_Task inputs:_
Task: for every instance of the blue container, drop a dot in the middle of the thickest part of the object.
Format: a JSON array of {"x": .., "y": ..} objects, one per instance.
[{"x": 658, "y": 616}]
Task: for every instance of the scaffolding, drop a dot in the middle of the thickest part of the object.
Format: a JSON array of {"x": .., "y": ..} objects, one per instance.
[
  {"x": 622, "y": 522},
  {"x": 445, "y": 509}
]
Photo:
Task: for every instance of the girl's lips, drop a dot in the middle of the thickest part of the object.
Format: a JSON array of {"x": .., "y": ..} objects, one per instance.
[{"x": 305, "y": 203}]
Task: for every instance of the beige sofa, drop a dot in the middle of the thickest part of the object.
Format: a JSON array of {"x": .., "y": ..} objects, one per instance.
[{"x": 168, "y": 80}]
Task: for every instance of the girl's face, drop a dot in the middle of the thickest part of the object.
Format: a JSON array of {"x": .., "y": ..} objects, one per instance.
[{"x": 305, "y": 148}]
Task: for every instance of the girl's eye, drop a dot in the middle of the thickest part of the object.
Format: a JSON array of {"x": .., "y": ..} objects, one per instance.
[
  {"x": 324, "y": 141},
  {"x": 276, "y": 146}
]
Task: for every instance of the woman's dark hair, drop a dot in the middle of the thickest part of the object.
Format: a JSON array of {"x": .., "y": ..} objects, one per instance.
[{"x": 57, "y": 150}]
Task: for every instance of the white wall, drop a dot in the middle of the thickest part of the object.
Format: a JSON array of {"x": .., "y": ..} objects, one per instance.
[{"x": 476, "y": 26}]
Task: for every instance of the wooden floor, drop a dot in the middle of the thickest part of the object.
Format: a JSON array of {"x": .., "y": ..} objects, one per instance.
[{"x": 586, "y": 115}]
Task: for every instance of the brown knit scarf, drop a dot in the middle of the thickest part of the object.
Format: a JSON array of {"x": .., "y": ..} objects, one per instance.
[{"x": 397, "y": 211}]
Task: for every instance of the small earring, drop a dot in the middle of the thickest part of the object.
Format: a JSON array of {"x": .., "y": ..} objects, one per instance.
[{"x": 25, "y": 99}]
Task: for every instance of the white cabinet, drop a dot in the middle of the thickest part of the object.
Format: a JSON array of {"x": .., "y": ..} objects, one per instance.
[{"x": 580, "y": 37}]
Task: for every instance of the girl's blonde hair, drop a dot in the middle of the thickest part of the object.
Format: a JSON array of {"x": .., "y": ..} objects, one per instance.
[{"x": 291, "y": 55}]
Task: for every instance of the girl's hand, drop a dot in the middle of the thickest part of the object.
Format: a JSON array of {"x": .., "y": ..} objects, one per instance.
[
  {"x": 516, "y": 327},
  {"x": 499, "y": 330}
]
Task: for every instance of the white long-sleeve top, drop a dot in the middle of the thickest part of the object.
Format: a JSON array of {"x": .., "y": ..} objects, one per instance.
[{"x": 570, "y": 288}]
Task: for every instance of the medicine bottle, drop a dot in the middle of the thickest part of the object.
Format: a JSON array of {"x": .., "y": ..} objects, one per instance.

_Brief:_ Take the entries above and transcribe them in full.

_Result of the exercise:_
Task: for every instance of the blue container, drop a dot in the middle of the thickest part of the object.
Format: a JSON array of {"x": .., "y": ..} objects, one per instance.
[{"x": 658, "y": 616}]
Task: for every instance of the scaffolding, drop a dot in the middle of the thickest part of the object.
Format: a JSON array of {"x": .., "y": ..} objects, one per instance.
[
  {"x": 622, "y": 522},
  {"x": 445, "y": 509}
]
Photo:
Task: for every instance of the girl's lips, drop a dot in the middle of the thickest part of the object.
Format: a JSON array of {"x": .., "y": ..} objects, one per instance.
[{"x": 305, "y": 203}]
Task: for every instance of the beige sofa, drop a dot in the middle of the thickest part of the object.
Format: a JSON array of {"x": .., "y": ..} objects, one per instance.
[{"x": 168, "y": 80}]
Task: for every instance of the girl's face, drop a dot in the middle of the thickest part of the object.
Format: a JSON array of {"x": .., "y": ..} objects, one per instance.
[{"x": 305, "y": 148}]
Task: for every instance of the girl's eye, drop a dot in the middle of the thickest part of the object.
Format: a JSON array of {"x": .., "y": ..} objects, one per instance.
[
  {"x": 324, "y": 141},
  {"x": 276, "y": 146}
]
Task: for every instance of the woman's dark hair, drop a dot in the middle of the thickest part of the object.
Format: a JSON array of {"x": .., "y": ..} objects, one per instance.
[{"x": 57, "y": 150}]
Task: for every instance of the white wall, drop a dot in the middle of the thickest part of the object.
Format: a JSON array of {"x": .., "y": ..} objects, one per instance.
[{"x": 476, "y": 26}]
Task: for every instance of the wooden floor, drop a dot in the middle of the thickest part of the object.
Format: a JSON array of {"x": .., "y": ..} objects, one per instance.
[{"x": 586, "y": 115}]
Task: for every instance of the brown knit scarf, drop a dot in the middle of the thickest part of the object.
Format: a JSON array of {"x": .., "y": ..} objects, one per instance.
[{"x": 397, "y": 211}]
Task: for every instance of the small earring, drop a dot in the middle of the thickest part of the object.
Format: a JSON array of {"x": .., "y": ..} objects, one per instance.
[{"x": 25, "y": 99}]
Task: for every instance of the white cabinet, drop a dot in the middle of the thickest part of the object.
Format: a JSON array of {"x": .., "y": ..} objects, one per instance.
[{"x": 580, "y": 37}]
Task: for every instance of the girl's blonde hair, drop a dot in the middle of the thickest part of the object.
Format: a JSON array of {"x": .., "y": ..} objects, one per instance.
[{"x": 291, "y": 55}]
Task: for every instance of the girl's hand, drop a dot in the middle of the thickest part of the object.
Format: a JSON array of {"x": .., "y": ..} objects, one per instance.
[
  {"x": 516, "y": 327},
  {"x": 499, "y": 330}
]
Task: for every instance of the white long-sleeve top, drop a dot in the middle of the thickest part of the object.
Format: a JSON array of {"x": .., "y": ..} objects, one per instance.
[{"x": 570, "y": 288}]
Task: for every instance of the medicine bottle, drop a dot in the middle of the thickest part of the object.
Format: a JSON array of {"x": .., "y": ..} objects, one per instance.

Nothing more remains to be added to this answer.